## Prompt
Rewrite the records from the start through the line containing "pixel 213 347", substituting "lane marking" for "road marking" and changing nothing else. Leave the pictures out.

Object pointing dataset rows
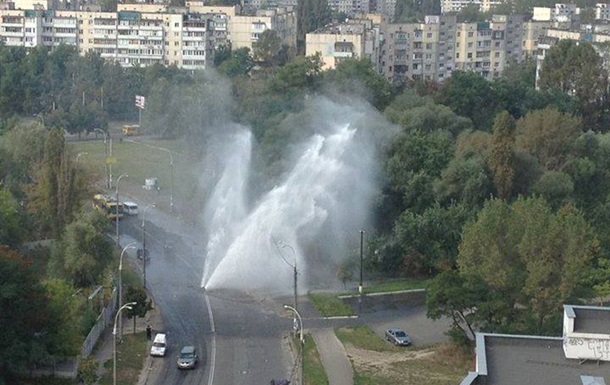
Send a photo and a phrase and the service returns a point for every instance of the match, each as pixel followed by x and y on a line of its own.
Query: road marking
pixel 213 347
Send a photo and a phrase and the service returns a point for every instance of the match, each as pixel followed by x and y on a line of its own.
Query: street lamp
pixel 107 160
pixel 129 246
pixel 80 154
pixel 126 306
pixel 360 287
pixel 296 313
pixel 144 239
pixel 118 205
pixel 293 266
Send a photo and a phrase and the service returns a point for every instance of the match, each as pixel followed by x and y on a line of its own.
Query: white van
pixel 159 347
pixel 130 208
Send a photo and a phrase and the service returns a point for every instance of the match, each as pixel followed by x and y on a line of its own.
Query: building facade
pixel 146 34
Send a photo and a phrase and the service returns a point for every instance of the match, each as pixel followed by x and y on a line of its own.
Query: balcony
pixel 343 54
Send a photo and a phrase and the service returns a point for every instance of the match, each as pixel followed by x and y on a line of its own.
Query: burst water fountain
pixel 321 200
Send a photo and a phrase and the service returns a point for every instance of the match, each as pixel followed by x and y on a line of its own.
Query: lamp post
pixel 144 240
pixel 108 173
pixel 296 313
pixel 80 154
pixel 292 265
pixel 126 306
pixel 118 205
pixel 129 246
pixel 360 287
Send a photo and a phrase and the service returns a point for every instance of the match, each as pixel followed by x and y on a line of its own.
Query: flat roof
pixel 592 320
pixel 519 360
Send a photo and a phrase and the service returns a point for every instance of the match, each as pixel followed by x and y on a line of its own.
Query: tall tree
pixel 532 259
pixel 548 135
pixel 25 318
pixel 53 195
pixel 502 154
pixel 84 250
pixel 576 68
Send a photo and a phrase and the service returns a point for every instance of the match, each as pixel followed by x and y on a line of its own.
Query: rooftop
pixel 512 360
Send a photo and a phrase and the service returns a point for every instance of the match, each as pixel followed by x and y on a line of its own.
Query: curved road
pixel 240 341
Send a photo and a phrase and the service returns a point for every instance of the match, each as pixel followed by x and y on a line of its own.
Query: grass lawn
pixel 329 305
pixel 130 360
pixel 392 285
pixel 142 158
pixel 363 337
pixel 313 371
pixel 376 362
pixel 45 381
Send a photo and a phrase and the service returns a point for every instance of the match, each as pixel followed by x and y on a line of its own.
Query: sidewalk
pixel 105 350
pixel 334 357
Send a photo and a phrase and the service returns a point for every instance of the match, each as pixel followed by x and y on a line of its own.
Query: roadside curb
pixel 382 293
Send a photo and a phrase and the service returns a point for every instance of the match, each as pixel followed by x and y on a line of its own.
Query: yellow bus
pixel 107 205
pixel 131 129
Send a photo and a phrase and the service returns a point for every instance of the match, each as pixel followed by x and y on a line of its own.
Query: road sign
pixel 140 101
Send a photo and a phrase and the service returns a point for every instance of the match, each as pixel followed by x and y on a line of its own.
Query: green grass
pixel 313 371
pixel 45 381
pixel 436 365
pixel 131 355
pixel 363 337
pixel 141 161
pixel 396 285
pixel 329 305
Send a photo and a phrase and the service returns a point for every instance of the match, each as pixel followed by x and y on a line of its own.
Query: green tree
pixel 452 296
pixel 532 259
pixel 577 69
pixel 67 309
pixel 357 77
pixel 471 96
pixel 267 48
pixel 11 228
pixel 239 64
pixel 53 195
pixel 138 295
pixel 84 251
pixel 26 320
pixel 502 154
pixel 549 136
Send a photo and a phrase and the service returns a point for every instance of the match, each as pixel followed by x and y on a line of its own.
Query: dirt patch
pixel 436 365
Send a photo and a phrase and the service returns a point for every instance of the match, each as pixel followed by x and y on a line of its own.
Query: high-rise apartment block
pixel 418 50
pixel 146 34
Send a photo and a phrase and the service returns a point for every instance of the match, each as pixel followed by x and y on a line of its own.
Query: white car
pixel 398 337
pixel 159 346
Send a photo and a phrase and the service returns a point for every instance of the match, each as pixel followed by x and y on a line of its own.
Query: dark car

## Completed exercise
Send a photo and a phrase and the service returns a point for every instance of the match, each as pixel followed by x and y on a line of its own.
Query: lane marking
pixel 213 347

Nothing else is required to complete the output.